* Begin GIVEN DATA *
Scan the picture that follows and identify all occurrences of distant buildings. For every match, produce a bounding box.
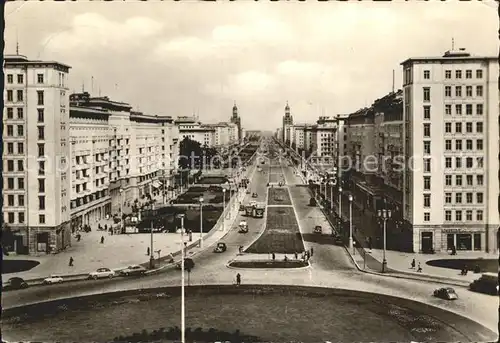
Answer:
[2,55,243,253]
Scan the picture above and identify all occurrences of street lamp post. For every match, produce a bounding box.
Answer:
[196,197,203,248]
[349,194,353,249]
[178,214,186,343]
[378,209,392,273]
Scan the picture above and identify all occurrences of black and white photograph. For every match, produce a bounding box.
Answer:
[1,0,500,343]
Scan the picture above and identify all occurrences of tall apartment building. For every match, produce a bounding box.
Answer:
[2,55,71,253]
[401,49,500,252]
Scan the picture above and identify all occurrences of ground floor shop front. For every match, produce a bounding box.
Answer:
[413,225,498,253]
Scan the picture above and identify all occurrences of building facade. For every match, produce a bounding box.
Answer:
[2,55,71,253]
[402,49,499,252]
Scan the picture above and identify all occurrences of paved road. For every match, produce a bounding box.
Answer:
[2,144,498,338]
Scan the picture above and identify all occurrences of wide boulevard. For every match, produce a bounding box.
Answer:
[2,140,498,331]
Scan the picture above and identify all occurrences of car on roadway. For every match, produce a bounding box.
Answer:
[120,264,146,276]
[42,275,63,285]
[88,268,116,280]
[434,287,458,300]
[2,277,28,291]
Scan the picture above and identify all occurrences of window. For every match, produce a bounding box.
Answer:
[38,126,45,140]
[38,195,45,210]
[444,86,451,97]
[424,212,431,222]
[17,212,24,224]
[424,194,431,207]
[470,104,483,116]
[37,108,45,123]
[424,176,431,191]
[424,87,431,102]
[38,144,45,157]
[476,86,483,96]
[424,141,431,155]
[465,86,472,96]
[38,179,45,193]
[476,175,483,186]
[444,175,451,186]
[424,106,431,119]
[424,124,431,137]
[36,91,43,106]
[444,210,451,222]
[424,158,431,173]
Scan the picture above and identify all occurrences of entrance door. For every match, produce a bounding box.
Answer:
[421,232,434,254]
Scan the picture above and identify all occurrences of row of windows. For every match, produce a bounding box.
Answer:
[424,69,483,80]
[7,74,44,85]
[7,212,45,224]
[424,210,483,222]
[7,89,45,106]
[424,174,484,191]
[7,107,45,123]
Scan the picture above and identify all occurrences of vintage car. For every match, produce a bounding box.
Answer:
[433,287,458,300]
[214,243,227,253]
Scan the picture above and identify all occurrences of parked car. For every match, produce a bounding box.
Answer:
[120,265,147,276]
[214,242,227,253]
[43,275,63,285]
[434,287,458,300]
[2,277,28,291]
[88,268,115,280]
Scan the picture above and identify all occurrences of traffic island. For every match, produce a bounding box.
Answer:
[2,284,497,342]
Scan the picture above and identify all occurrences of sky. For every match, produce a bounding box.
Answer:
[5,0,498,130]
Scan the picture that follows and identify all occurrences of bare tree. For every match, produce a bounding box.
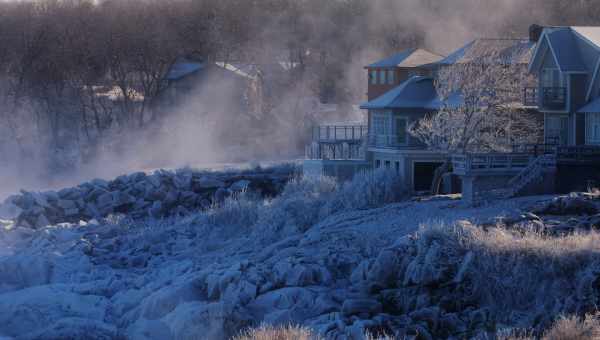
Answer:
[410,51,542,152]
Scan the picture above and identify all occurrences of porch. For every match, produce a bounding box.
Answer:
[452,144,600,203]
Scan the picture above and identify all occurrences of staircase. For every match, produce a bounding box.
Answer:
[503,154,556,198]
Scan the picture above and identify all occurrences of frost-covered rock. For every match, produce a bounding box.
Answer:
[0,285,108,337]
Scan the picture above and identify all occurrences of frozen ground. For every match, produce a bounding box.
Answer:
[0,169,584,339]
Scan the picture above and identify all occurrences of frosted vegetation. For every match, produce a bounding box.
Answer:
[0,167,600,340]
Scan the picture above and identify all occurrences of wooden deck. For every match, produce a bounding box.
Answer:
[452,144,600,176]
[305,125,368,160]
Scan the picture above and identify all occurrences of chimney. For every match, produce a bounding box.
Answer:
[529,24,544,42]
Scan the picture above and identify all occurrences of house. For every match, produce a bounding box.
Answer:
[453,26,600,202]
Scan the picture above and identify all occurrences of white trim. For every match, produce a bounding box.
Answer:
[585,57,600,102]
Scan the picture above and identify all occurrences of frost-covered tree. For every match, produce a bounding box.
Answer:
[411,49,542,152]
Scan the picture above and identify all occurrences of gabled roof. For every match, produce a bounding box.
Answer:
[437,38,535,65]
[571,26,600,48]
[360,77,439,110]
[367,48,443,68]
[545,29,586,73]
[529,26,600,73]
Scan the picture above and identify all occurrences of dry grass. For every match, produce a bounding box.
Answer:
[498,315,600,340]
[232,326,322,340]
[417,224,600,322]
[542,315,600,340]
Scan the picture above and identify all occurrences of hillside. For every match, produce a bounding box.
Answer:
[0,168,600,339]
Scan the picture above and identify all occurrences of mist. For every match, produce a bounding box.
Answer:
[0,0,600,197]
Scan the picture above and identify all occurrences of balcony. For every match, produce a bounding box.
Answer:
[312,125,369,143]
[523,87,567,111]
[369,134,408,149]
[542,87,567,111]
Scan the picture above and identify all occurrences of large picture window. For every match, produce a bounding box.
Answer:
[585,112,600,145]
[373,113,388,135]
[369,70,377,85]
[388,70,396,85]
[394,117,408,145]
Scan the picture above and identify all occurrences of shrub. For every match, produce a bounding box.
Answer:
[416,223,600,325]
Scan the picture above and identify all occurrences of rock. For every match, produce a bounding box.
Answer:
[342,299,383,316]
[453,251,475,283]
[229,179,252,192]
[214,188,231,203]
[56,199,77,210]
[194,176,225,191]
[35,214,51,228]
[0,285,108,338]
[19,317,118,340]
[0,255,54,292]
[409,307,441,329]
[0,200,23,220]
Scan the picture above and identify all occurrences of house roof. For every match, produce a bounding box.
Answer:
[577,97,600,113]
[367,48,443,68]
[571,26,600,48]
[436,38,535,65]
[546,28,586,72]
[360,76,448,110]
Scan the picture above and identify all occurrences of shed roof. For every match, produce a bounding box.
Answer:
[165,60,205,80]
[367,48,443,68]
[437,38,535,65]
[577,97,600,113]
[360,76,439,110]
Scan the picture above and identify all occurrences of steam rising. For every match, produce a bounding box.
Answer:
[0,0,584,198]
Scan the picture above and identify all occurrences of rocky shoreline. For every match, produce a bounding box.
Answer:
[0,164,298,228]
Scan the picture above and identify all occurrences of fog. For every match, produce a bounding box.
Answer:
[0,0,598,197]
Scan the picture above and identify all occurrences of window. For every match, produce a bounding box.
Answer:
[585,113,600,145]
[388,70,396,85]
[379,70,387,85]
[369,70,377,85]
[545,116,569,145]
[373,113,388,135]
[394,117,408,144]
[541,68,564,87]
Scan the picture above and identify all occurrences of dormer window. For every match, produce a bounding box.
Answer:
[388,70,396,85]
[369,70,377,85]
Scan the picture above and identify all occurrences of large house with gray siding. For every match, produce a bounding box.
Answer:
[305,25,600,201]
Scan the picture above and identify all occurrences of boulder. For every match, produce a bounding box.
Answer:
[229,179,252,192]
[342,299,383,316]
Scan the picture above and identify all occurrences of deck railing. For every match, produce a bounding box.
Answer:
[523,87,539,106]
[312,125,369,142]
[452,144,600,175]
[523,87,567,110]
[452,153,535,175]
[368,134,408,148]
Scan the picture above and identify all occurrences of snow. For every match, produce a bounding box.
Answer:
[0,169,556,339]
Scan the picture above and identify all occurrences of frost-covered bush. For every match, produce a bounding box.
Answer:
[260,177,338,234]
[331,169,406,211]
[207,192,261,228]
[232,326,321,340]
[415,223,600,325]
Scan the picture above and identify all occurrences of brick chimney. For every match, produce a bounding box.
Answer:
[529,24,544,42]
* End GIVEN DATA *
TASK BRIEF:
Can you repeat all the items above with "bounding box" switched to "rectangle" everywhere and every other word kept the same? Leave the pictures out.

RESPONSE BELOW:
Scan the picture that follows and identify all occurrences of distant buildings. For every match, produce a rectangle.
Answer:
[2,55,243,253]
Scan the picture above and identify all occurrences of street lamp post. For every match, produce a rectangle.
Answer:
[196,197,203,248]
[349,194,353,249]
[178,214,186,343]
[378,209,392,273]
Scan the picture above and identify all occurrences of black and white photograph. For every match, produce a rectangle.
Answer:
[1,0,500,343]
Scan the picture above and identify all occurrences of tall apartment building. For every match, produce a rectangle.
Answer:
[2,55,71,253]
[401,49,500,252]
Scan the picture above and identify all occurrences of ground floor shop front. For every match, produce a rectangle.
Answer:
[413,225,498,253]
Scan the picture above and identify all occurrences of building facade. For every match, produce a rectangle.
Answer:
[2,55,71,253]
[402,49,499,252]
Scan the picture above and identify all occurrences of paved road. For every match, produce a rectangle.
Answer:
[2,144,498,338]
Scan the picture above and identify all occurrences of wide boulevard. For every match, produce a rectangle.
Answer:
[2,140,498,331]
Scan the picture above and identify all occurrences of car on roadway. For every match, produce a rectangle.
Answer:
[120,264,146,276]
[42,275,63,285]
[88,268,116,280]
[434,287,458,300]
[2,277,28,291]
Scan the picture above and identify all occurrences of window. For every match, produce a rectangle.
Answer:
[38,126,45,140]
[38,195,45,210]
[444,86,451,97]
[424,212,431,222]
[17,212,24,224]
[424,194,431,207]
[470,104,483,116]
[37,108,45,123]
[424,176,431,191]
[424,87,431,102]
[38,144,45,157]
[476,86,483,96]
[424,141,431,155]
[465,86,472,96]
[38,179,45,193]
[476,175,483,186]
[444,175,451,186]
[424,106,431,119]
[424,124,431,137]
[36,91,43,106]
[444,210,451,222]
[424,158,431,173]
Scan the picture above and identify all occurrences of entrance door. For every match, produce a rectangle.
Answer:
[421,232,434,254]
Scan the picture above and identify all occurrences of row of windows. For every match, produce a rectangle.
Answer:
[424,69,483,80]
[7,74,44,85]
[7,212,45,224]
[424,210,483,222]
[7,89,45,106]
[424,174,484,191]
[7,107,45,123]
Scan the picture above and identify all occurrences of vintage car. For every match, produce a rectangle.
Answer:
[433,287,458,300]
[214,243,227,253]
Scan the picture above and identify all occurrences of parked car. For every match, produce a rectangle.
Answer:
[120,265,147,276]
[214,242,227,253]
[43,275,63,285]
[434,287,458,300]
[2,277,28,291]
[88,268,115,280]
Scan the picture above and identify all occurrences of traffic island. For every match, produce a rectangle.
Answer:
[2,284,497,342]
Scan the picture above and identify all occurrences of sky. For every match, produce a rectangle.
Answer:
[5,0,498,130]
Scan the picture that follows and identify all occurrences of bare tree. For every match, produce a rectangle.
Answer:
[410,51,542,152]
Scan the picture above and identify all occurrences of porch. For every match, produce a rectangle.
Answer:
[452,144,600,203]
Scan the picture above and identify all occurrences of staircase. For every match, produce a rectangle.
Answer:
[503,154,556,198]
Scan the picture above and identify all occurrences of frost-covered rock. For every match, produce a rectangle.
Answer:
[0,285,108,337]
Scan the picture above and identify all occurrences of frozen ground. For every match, produce a rectangle.
Answer:
[0,169,584,339]
Scan the picture above and identify all occurrences of frosted vegetation. For every match, produce a rectangle.
Answer:
[0,167,600,340]
Scan the picture above and identify all occurrences of wooden deck. For every match, produce a rectangle.
Answer:
[452,144,600,176]
[305,125,368,160]
Scan the picture above and identify all occurrences of chimney. For every match, produce a rectangle.
Answer:
[529,24,544,42]
Scan the picture above and identify all occurrences of house. For every match, produce a rectangle.
Answer:
[453,26,600,202]
Scan the picture above and identify all occurrences of white trim. For every match, produce a rectangle.
Answer:
[585,57,600,102]
Scan the picture above and identify all occurrences of frost-covered tree. For every match, produce a rectangle.
Answer:
[411,49,542,152]
Scan the picture above and identify all occurrences of gabled roof. For every match, produce a rectangle.
Answer:
[437,38,535,65]
[571,26,600,48]
[360,77,439,110]
[367,48,443,68]
[545,29,586,73]
[529,26,600,73]
Scan the picture above and identify all occurrences of dry grass. For every match, produce a rectangle.
Answer:
[498,315,600,340]
[232,326,322,340]
[417,224,600,322]
[542,315,600,340]
Scan the picture above and identify all occurrences of hillside. For every match, produce a rectangle.
Answer:
[0,168,600,339]
Scan the picture above and identify all occurrences of mist. For every match, produce a rectangle.
Answer:
[0,0,600,197]
Scan the picture above and identify all occurrences of balcony. For every match, produce a rectangle.
Answer:
[312,125,369,143]
[523,87,567,111]
[369,134,408,149]
[542,87,567,111]
Scan the picture above and identify all occurrences of large picture window. For every match, produce a rectangle.
Answer:
[585,112,600,145]
[373,113,388,135]
[369,70,377,85]
[388,70,396,85]
[394,117,408,145]
Scan the picture above and identify all occurrences of shrub. For every match, produce a rectangle.
Answer:
[416,223,600,325]
Scan the picture above and identify all occurrences of rock. For every match, produce a rectangle.
Answer:
[342,299,383,316]
[453,251,475,283]
[229,179,252,192]
[214,188,231,203]
[56,199,77,210]
[194,176,225,191]
[35,214,51,228]
[0,285,108,338]
[19,317,118,340]
[0,255,54,292]
[409,307,441,329]
[0,200,23,220]
Scan the picture above and identify all occurrences of house roof. For every match, produce a rectangle.
Answer:
[577,97,600,113]
[367,48,443,68]
[571,26,600,48]
[436,38,535,65]
[546,28,586,72]
[360,76,448,110]
Scan the picture above and identify all occurrences of shed roof. For every match, produce a rectangle.
Answer:
[165,60,205,80]
[367,48,443,68]
[437,38,535,65]
[577,97,600,113]
[360,76,439,110]
Scan the picture above and identify all occurrences of steam rising. For every match, produce a rectangle.
Answer:
[0,0,584,198]
Scan the picture above and identify all occurrences of rocky shoreline. For every match, produce a rectangle.
Answer:
[0,164,298,228]
Scan the picture above and identify all occurrences of fog. For every match, produce a rectangle.
Answer:
[0,0,598,197]
Scan the picture above and identify all occurrences of window. For every match, produce a rectangle.
Answer:
[585,113,600,145]
[388,70,396,85]
[379,70,387,85]
[369,70,377,85]
[545,116,569,145]
[373,113,388,135]
[394,117,408,144]
[541,68,564,87]
Scan the picture above and identify all occurrences of dormer window. For every match, produce a rectangle.
Answer:
[388,70,396,85]
[369,70,377,85]
Scan the picture above and identify all occurrences of large house with gray siding. For every match, produce a rectangle.
Answer:
[305,25,600,201]
Scan the picture above and identify all occurrences of boulder. For every match, produce a rectangle.
Answer:
[229,179,252,192]
[342,299,383,316]
Scan the picture above and identify all occurrences of deck railing. For every match, produce a rectangle.
Answer:
[523,87,539,106]
[312,125,369,142]
[452,144,600,175]
[523,87,567,110]
[452,153,535,175]
[368,134,408,148]
Scan the picture above and identify all occurrences of snow. For every match, produce a rectangle.
Answer:
[0,169,556,339]
Scan the picture above and identify all occurrences of frost-covered bush. For every match, produce a rectangle.
Answer:
[260,177,338,234]
[331,169,406,211]
[207,192,261,228]
[232,326,321,340]
[415,223,600,325]
Scan the picture above and identify all occurrences of brick chimney. For every match, produce a rectangle.
Answer:
[529,24,544,42]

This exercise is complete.